--- Data for this task Enclosed Below ---
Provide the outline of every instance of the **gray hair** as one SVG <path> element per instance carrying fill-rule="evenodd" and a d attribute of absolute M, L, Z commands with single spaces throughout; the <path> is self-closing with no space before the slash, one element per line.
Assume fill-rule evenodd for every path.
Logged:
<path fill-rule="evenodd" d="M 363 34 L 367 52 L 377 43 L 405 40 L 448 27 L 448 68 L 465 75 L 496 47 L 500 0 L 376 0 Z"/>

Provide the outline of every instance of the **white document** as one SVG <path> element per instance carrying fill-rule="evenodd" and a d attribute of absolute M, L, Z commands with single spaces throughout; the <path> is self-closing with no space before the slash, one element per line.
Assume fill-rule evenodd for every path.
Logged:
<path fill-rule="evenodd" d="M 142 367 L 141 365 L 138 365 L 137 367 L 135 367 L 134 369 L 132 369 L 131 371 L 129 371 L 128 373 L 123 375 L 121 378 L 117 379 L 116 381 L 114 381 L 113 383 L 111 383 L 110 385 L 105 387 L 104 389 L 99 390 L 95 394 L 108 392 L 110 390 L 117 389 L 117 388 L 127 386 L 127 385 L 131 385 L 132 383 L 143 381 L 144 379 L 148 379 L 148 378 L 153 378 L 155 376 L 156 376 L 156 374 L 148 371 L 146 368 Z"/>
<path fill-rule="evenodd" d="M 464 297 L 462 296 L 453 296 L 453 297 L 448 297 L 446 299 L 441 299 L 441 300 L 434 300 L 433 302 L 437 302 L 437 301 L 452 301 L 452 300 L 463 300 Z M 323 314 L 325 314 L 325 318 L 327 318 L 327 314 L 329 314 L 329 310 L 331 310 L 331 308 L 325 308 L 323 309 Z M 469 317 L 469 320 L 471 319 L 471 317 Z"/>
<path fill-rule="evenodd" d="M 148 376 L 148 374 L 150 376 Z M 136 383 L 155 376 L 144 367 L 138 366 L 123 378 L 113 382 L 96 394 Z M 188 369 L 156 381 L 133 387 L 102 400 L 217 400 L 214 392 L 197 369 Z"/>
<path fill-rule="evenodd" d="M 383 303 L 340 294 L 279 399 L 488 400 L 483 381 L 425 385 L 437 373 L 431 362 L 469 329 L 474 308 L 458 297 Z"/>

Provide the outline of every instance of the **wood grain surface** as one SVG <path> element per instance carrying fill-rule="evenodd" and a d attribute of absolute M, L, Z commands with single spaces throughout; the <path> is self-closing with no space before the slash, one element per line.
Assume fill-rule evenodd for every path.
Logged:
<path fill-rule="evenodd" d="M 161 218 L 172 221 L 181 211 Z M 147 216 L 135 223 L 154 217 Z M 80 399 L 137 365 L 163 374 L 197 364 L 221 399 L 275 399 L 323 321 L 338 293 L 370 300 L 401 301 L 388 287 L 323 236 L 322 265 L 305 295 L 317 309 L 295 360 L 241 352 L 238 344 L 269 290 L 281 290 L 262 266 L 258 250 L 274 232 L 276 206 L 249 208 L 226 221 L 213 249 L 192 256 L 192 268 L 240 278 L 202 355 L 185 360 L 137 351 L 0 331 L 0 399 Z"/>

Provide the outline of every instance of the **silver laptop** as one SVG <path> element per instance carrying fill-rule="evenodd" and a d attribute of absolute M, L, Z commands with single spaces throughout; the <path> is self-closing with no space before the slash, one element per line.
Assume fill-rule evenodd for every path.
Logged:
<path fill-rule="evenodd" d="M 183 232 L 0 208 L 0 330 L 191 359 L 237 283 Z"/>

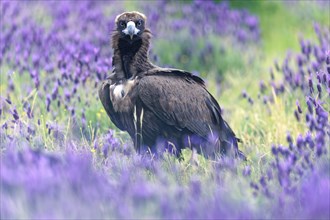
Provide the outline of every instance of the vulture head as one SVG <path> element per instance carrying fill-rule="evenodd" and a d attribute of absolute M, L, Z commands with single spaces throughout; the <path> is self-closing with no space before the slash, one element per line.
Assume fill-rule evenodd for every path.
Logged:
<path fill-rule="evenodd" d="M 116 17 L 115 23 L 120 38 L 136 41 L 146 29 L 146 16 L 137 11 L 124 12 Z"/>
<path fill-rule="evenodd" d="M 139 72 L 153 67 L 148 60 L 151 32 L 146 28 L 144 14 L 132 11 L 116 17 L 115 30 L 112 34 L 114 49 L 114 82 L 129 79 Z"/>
--- End of Enclosed Data for this task ---
--- Data for this task Enclosed Below ---
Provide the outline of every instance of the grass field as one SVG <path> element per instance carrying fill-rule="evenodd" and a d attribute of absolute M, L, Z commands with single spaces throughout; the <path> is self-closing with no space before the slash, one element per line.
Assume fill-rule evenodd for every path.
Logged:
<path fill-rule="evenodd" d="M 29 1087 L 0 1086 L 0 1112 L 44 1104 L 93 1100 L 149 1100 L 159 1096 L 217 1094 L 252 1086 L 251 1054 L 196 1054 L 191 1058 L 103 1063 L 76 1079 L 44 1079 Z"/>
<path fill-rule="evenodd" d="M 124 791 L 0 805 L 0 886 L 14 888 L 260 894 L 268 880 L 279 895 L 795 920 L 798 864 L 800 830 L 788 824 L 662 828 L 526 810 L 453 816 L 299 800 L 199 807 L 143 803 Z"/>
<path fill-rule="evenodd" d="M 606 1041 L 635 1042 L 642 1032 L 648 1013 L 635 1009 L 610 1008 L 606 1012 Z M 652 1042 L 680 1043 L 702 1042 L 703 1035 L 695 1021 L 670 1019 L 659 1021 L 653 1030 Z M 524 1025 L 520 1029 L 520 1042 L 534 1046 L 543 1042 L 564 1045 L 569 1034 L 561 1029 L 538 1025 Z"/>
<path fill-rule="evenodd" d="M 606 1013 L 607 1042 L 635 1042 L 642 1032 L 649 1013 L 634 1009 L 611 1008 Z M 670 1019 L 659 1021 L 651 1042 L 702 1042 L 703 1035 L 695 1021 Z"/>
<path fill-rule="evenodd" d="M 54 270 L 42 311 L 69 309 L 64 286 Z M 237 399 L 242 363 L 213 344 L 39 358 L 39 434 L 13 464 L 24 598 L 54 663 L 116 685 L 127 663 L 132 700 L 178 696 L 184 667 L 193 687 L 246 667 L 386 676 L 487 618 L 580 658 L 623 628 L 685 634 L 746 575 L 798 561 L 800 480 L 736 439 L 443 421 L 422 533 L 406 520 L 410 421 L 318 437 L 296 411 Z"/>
--- End of Enclosed Data for this task ---
▸ **Problem description**: Using the entries above, copy out all lines that contain the string "carrying".

▸ **Result of this exercise**:
Provide the outline of every instance of the **gray hair** as one SVG <path> element per instance carrying fill-rule="evenodd" and a d attribute of absolute M, L, Z commands with single spaces throughout; the <path> is self-closing with no space before the slash, one element per line.
Provide the outline of every instance of the **white document** as one SVG <path> element per instance carrying fill-rule="evenodd" and a d attribute of absolute M, L, Z commands with single spaces throughout; the <path> is self-closing with no space before the slash, one element per line.
Provide the outline of every instance of the **wood grain surface** as one SVG <path> element per instance carrying fill-rule="evenodd" and a d attribute of absolute M, L, Z commands with single spaces throughout; the <path> is self-closing with no space before the slash, one element per line.
Provide the outline of every instance of the **silver laptop** as one SVG <path> element per instance carrying fill-rule="evenodd" and a d attribute of absolute M, L, Z commands with single spaces throughout; the <path> is self-closing with no space before the slash, one element per line.
Provide the outline of every instance of the vulture head as one SVG <path> element per instance carrying fill-rule="evenodd" and a d attribute of absolute M, L, Z commands with single spaces throughout; the <path> is self-closing with no space before the slash, one element per line.
Provide the outline of every instance of the grass field as one SVG <path> element per instance carrying fill-rule="evenodd" and a d attribute of absolute M, L, Z commands with single spaces throughout; the <path> is self-closing with no space before the slash, one element per line.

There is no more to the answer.